* Records for the exercise:
=-=-=-=-=
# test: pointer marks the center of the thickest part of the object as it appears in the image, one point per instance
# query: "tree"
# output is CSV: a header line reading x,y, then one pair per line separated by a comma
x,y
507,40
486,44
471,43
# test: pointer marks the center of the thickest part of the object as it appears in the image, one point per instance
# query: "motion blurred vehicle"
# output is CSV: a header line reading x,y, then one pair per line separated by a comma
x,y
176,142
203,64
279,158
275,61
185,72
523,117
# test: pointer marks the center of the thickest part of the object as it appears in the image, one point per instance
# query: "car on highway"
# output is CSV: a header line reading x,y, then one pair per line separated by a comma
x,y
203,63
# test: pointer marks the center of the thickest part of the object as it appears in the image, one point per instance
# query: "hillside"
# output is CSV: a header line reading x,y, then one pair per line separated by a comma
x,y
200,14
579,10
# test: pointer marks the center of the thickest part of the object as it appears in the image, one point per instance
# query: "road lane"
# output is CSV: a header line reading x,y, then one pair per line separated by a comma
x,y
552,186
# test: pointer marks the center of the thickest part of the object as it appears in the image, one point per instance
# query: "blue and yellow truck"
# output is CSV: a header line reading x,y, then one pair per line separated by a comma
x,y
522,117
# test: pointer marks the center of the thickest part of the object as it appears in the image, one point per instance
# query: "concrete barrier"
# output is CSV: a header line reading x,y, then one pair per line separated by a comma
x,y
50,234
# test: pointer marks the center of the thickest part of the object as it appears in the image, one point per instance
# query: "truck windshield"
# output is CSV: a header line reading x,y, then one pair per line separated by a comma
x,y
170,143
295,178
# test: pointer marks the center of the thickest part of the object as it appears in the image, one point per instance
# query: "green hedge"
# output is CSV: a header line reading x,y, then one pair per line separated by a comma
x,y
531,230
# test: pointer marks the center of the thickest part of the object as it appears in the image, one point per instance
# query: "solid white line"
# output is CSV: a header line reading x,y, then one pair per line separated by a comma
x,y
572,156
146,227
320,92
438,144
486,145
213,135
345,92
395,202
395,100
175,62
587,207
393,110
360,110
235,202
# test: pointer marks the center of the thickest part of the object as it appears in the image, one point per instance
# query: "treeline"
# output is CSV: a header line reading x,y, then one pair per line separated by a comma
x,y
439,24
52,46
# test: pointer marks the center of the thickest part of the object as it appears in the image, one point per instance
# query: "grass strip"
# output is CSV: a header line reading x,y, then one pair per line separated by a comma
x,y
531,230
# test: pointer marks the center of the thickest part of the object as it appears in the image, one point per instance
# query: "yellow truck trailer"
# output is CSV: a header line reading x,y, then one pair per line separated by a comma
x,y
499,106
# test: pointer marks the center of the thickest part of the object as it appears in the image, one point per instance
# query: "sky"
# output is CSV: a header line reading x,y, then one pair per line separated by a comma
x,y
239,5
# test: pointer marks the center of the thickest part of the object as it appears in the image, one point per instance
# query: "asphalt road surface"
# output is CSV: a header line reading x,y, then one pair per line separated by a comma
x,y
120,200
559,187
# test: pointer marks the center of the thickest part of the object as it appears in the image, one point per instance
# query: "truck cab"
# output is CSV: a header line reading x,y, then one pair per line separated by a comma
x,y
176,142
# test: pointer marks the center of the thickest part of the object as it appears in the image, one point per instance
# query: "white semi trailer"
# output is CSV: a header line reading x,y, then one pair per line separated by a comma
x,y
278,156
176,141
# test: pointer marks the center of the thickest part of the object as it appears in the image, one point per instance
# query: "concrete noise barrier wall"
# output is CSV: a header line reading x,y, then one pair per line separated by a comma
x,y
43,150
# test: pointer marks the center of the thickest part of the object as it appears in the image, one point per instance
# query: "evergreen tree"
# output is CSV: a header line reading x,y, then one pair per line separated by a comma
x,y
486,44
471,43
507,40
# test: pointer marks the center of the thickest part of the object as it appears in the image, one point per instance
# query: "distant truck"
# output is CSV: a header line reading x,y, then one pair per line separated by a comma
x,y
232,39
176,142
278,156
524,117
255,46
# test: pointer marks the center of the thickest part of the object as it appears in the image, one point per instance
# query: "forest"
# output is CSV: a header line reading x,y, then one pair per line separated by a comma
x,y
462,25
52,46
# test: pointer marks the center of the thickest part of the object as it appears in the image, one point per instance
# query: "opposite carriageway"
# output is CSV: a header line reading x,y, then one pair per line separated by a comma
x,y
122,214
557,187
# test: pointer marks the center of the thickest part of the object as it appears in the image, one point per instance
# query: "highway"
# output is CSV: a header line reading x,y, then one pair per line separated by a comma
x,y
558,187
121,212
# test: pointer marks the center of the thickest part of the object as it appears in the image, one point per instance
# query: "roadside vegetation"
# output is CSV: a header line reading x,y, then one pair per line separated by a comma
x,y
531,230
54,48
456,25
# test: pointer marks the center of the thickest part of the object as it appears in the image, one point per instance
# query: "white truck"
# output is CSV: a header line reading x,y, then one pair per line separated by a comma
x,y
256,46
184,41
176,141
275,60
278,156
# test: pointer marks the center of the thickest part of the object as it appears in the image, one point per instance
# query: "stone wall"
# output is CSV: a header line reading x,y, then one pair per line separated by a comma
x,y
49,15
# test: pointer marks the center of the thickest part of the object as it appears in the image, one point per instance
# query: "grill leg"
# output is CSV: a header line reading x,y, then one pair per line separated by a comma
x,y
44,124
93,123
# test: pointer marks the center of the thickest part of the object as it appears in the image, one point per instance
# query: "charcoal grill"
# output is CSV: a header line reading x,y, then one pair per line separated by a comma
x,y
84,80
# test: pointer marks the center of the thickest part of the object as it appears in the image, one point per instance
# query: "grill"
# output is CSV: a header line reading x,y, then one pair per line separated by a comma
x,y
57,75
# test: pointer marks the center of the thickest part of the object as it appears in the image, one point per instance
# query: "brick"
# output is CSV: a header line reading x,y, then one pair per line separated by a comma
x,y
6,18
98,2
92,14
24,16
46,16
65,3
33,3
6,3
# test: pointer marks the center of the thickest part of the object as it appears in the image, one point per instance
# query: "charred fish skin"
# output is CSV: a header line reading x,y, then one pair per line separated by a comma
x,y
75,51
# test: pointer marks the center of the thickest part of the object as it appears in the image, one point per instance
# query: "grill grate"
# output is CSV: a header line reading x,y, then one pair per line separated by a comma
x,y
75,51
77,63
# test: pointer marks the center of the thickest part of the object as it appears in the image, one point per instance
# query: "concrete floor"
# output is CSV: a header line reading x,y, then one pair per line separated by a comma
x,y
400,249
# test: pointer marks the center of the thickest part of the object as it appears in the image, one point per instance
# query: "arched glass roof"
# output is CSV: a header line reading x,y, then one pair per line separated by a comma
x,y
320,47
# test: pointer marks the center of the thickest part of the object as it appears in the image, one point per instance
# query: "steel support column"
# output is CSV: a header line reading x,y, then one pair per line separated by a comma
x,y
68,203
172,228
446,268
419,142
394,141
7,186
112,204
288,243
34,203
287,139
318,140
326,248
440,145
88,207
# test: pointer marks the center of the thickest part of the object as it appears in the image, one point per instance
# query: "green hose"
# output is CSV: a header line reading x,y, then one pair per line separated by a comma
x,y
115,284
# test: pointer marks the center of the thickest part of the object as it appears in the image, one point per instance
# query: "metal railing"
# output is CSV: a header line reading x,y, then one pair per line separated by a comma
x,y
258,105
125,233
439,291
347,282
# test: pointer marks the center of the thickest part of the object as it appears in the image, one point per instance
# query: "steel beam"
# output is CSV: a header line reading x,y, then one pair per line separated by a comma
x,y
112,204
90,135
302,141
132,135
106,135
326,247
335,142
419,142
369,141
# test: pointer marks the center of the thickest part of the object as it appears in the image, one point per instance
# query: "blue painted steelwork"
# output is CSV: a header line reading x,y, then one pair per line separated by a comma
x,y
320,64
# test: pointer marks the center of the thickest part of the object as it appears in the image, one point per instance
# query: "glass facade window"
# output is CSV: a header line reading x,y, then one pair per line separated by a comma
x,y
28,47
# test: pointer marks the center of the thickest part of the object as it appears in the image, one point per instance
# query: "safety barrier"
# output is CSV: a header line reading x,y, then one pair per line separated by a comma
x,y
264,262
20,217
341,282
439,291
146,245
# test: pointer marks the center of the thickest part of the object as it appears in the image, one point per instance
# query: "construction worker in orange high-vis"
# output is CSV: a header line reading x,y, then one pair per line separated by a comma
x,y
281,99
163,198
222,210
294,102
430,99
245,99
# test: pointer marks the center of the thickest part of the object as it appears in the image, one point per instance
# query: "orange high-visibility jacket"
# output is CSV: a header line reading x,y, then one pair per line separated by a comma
=-=-=-=-=
* Task to carry out: Select every line of the listing above that contains the string "truck", treating case as significant, and copy each one.

* Output for this exercise:
# query: "blue and yellow truck"
# query: "truck windshield"
# query: "yellow truck trailer"
# query: "truck cab"
# query: "distant truck"
# query: "white truck"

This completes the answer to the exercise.